| Short task |
Turn every line of the records below into a Markdown table with the columns Row and Line. Number the rows in order and skip any blank lines.
── Entries provided
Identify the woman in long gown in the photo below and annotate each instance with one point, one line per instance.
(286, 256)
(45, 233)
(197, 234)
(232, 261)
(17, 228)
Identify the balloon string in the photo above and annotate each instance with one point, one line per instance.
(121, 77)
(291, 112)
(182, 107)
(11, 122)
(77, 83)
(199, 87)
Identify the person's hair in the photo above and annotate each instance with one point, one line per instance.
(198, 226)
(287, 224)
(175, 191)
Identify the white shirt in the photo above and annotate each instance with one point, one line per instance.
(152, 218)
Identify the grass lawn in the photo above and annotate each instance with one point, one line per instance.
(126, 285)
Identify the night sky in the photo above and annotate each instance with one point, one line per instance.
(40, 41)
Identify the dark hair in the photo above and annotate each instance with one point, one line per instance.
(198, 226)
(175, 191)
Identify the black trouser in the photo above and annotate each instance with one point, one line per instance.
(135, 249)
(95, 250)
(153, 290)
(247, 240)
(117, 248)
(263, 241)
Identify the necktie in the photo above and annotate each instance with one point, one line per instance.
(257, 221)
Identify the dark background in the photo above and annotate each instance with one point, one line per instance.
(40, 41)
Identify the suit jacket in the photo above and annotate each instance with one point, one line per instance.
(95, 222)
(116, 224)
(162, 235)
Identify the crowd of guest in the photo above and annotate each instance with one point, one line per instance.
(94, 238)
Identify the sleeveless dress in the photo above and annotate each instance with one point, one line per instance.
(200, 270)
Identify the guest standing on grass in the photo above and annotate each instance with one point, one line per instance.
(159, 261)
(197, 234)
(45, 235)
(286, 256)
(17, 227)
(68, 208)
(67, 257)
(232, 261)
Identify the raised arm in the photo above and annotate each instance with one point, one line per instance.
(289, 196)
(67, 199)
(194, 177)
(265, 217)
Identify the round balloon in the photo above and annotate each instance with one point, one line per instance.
────
| Solution |
| Row | Line |
|---|---|
| 1 | Identify the woman in long gown in the photo below and annotate each instance with one point, one line per instance. |
| 2 | (286, 256) |
| 3 | (45, 233) |
| 4 | (197, 234) |
| 5 | (232, 261) |
| 6 | (17, 228) |
| 7 | Identify the balloon string in the photo above and annotate each instance with one point, one line per instance. |
| 8 | (121, 77) |
| 9 | (291, 112) |
| 10 | (182, 107) |
| 11 | (11, 122) |
| 12 | (77, 83) |
| 13 | (199, 87) |
| 14 | Identify the person's hair in the photo above and annotate each instance with one point, one line per instance. |
| 15 | (198, 226) |
| 16 | (287, 224) |
| 17 | (175, 191) |
| 18 | Identify the white shirt in the photo above and annotate each instance with one point, one line per instance. |
| 19 | (152, 218) |
| 20 | Identify the grass lawn in the photo above and annotate each instance with one point, one line per instance. |
| 21 | (126, 285) |
| 22 | Identify the night sky in the photo above and annotate each instance with one point, one line per instance. |
| 23 | (40, 41) |
| 24 | Identify the dark hair in the photo above and annotate each instance with one point, one line per instance. |
| 25 | (198, 226) |
| 26 | (175, 191) |
| 27 | Identify the black trouser in the photo above and annotate each instance with one point, one line per instance. |
| 28 | (135, 249) |
| 29 | (95, 250) |
| 30 | (153, 290) |
| 31 | (247, 240) |
| 32 | (117, 248) |
| 33 | (263, 241) |
| 34 | Identify the necktie in the photo above and annotate each instance with one point, one line per instance. |
| 35 | (257, 221) |
| 36 | Identify the dark background in the photo above and annotate each instance with one point, one line per instance. |
| 37 | (40, 41) |
| 38 | Identify the suit jacket in the photo above and annotate each instance with one point, one line per instance. |
| 39 | (95, 222) |
| 40 | (116, 224) |
| 41 | (162, 235) |
| 42 | Identify the crowd of guest in the photo above and annotate each instance with one point, one line per instance. |
| 43 | (94, 238) |
| 44 | Identify the sleeveless dress in the photo above and annotate each instance with one point, one line per instance. |
| 45 | (200, 270) |
| 46 | Identify the guest standing on grass in the photo above and annotate each instance with one point, one line per instance. |
| 47 | (159, 261) |
| 48 | (197, 234) |
| 49 | (45, 235) |
| 50 | (286, 256) |
| 51 | (17, 227) |
| 52 | (68, 208) |
| 53 | (67, 257) |
| 54 | (232, 261) |
| 55 | Identify the raised arm in the photo above and annotate each instance with one point, one line per instance. |
| 56 | (289, 196) |
| 57 | (67, 199) |
| 58 | (194, 177) |
| 59 | (265, 217) |
| 60 | Identify the round balloon in the photo above and annotate each instance with one point, one line per instance. |